Arquivo diários:20/03/2015

O Ataque dos Clones – Parte 2

Clones

(Este artigo é uma tradução do original de Jimmy Maher, no blog The Digital Antiquarian.)

⇐ Parte 1

O IBM PC foi, do mesmo modo, visualizado como não só um computador, mas o ponto focal de uma família de computação interoperável, em evolução permanente, que poderia viver por anos ou décadas. Três anos depois do lançamento da máquina original, já era possível escolher entre duas CPUs (Intel 8088 ou 80286); entre tamanhos de RAM de 16 KB a 640 KB; entre quatro sistemas de vídeo diferentes (do MDA, apenas texto, ao caro e complexo Professional Graphics Controller); uma grande variedade de periféricos como drives de disquete e HD, backup em fita, modems, interfaces de impressora etc. O denominador comum era um sistema operacional único, o MS-DOS, que rapidamente se estabeleceu como o único dos quatro sistemas suportados pelo PC original que as pessoas realmente usavam. Aqui vemos uma diferença-chave entre o System/360 e o IBM PC, que no futuro causaria grandes dores de cabeça à IBM: ao passo que o SO do primeiro foi desenvolvido internamente, o do segundo pertencia à Microsoft.

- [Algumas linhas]
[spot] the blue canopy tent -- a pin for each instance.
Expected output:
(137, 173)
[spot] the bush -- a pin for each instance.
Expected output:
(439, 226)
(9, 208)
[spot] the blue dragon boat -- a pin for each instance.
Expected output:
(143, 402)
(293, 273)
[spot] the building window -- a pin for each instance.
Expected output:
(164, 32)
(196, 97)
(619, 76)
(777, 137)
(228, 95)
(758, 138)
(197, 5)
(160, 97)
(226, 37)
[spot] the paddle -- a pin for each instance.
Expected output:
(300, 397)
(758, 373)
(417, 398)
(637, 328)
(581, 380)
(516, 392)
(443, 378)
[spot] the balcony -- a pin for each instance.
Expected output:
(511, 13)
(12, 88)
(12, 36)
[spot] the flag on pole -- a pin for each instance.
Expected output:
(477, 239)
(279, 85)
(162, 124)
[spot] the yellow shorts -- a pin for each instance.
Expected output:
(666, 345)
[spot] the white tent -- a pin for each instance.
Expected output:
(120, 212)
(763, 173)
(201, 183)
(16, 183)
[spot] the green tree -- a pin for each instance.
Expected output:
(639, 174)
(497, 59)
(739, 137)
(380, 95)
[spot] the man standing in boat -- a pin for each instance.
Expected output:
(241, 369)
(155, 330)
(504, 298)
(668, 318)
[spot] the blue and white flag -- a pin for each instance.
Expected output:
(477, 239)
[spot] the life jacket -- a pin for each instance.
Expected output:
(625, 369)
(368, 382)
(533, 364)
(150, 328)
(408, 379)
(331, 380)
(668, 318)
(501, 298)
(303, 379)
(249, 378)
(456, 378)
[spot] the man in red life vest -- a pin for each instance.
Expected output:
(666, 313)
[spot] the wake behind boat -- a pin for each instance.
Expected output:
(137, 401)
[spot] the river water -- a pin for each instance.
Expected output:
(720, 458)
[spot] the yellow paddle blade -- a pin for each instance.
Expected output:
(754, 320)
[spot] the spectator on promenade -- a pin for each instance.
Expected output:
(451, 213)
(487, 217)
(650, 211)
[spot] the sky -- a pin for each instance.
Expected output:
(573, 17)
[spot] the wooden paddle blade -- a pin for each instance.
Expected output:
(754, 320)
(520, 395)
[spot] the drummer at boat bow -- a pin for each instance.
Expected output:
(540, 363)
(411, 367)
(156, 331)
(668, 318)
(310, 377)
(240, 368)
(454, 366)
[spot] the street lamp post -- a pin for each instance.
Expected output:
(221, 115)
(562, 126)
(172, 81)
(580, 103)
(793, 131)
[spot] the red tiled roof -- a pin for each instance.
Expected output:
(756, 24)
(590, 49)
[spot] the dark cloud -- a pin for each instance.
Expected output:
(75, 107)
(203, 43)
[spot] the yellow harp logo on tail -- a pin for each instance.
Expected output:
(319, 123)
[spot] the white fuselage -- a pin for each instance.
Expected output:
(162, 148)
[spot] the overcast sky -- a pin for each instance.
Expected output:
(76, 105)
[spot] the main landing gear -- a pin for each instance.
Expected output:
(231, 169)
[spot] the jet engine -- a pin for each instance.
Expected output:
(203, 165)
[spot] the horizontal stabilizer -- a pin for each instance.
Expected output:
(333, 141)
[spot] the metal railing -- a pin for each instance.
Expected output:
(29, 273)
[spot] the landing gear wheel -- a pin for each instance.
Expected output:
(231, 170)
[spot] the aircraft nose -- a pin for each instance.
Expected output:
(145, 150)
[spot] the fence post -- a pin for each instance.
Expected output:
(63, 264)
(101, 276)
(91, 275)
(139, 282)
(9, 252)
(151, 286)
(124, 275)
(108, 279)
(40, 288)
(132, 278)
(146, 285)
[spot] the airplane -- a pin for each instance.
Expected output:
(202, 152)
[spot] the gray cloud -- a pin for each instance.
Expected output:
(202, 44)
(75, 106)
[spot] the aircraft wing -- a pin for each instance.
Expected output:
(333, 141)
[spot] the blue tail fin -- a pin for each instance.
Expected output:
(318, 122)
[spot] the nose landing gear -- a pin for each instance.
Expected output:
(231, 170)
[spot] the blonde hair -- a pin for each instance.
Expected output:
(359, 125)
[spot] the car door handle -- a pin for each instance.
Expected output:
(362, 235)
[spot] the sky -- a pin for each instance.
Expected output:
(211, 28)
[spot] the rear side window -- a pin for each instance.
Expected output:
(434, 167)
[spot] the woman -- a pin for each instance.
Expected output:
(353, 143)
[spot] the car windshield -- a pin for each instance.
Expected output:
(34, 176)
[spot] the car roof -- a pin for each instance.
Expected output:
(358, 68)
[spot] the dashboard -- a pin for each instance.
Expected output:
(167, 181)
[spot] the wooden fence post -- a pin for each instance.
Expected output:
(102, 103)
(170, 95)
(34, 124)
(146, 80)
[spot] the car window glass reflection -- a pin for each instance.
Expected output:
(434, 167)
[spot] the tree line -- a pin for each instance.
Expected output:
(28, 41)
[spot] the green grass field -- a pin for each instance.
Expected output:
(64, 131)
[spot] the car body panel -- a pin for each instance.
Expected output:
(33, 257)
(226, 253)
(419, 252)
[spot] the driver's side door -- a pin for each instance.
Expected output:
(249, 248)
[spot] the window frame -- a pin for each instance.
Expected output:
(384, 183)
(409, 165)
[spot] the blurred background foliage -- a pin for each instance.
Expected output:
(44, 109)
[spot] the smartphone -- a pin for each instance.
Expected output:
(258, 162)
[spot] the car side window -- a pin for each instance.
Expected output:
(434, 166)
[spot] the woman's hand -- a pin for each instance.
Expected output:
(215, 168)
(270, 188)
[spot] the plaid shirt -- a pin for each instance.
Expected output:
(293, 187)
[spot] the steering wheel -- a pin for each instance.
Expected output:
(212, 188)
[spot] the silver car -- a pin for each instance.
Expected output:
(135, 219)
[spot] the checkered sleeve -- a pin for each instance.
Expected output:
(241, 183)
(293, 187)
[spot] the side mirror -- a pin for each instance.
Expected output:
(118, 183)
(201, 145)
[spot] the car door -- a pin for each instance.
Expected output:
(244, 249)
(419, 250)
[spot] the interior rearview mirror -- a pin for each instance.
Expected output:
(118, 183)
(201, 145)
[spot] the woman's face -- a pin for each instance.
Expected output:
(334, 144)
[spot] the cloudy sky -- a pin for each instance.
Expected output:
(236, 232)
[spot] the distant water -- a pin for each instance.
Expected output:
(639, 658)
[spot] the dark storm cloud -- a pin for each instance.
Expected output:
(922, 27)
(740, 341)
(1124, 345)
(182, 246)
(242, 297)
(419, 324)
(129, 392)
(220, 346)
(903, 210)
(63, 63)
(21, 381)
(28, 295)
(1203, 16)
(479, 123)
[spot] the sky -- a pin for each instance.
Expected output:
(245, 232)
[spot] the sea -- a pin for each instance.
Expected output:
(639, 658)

==

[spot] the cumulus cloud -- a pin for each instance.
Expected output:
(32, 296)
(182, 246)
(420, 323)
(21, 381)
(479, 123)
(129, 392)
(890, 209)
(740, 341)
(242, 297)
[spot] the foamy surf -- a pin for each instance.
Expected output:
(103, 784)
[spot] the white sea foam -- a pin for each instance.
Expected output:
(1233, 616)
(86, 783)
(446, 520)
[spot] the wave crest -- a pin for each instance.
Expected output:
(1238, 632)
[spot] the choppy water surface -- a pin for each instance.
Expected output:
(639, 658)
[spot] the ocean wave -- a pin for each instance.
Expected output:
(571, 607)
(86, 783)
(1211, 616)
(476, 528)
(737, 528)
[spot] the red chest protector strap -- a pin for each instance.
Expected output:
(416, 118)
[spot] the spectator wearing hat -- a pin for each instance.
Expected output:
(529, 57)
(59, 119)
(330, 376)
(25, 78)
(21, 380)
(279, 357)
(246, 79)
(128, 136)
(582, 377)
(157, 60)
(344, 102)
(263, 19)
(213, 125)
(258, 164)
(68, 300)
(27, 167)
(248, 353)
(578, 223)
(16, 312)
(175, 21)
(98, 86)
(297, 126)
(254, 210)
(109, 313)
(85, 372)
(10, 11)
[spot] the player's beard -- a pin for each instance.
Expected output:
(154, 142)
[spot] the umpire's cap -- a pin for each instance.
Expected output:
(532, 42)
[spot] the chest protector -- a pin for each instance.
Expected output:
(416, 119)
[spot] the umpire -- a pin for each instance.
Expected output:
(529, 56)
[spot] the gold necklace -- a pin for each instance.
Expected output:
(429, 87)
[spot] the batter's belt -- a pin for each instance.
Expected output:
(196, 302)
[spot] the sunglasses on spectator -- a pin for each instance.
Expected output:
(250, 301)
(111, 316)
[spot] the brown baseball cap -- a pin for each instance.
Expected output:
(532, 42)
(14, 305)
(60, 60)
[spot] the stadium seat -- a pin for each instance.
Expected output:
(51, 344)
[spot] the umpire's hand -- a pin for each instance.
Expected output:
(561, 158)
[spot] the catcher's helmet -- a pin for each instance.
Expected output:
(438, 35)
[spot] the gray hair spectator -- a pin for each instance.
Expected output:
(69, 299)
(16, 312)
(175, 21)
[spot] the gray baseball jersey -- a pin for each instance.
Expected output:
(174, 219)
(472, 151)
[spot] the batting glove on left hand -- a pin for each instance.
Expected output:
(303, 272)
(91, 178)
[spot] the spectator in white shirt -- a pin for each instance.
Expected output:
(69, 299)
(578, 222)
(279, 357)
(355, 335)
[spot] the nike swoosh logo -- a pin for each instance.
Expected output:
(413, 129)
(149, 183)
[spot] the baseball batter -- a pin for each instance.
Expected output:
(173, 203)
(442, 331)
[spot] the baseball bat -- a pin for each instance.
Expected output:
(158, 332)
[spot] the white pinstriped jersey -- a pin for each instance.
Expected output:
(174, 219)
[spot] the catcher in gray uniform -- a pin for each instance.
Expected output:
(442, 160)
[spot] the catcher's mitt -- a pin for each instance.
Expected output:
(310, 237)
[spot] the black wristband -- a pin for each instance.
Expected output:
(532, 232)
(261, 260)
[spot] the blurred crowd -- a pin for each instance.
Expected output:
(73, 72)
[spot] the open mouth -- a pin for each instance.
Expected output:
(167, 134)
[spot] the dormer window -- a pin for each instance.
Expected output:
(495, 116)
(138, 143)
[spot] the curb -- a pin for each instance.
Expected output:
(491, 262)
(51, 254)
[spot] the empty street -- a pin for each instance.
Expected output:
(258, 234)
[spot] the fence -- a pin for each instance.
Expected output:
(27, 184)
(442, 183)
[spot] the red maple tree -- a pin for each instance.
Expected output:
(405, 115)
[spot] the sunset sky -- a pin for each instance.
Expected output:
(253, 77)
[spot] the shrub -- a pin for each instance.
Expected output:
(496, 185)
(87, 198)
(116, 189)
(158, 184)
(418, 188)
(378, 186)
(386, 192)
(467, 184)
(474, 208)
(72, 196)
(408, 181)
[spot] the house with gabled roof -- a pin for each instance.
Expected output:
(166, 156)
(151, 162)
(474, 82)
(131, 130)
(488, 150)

- [O QUE FAZER]
- a) Segundo o texto sobre o IBM PC, qual sistema operacional era o denominador comum da família de computadores?
- b) Reúna todas as linhas que contêm a palavra "blade", levando em conta a diferença entre maiúsculas e minúsculas.
O texto e as linhas constituem materiais independentes entre si.

- [SOLUÇÕES POR TAREFA]
- a) O MS-DOS.

- b)
[spot] the yellow paddle blade -- a pin for each instance.
[spot] the wooden paddle blade -- a pin for each instance.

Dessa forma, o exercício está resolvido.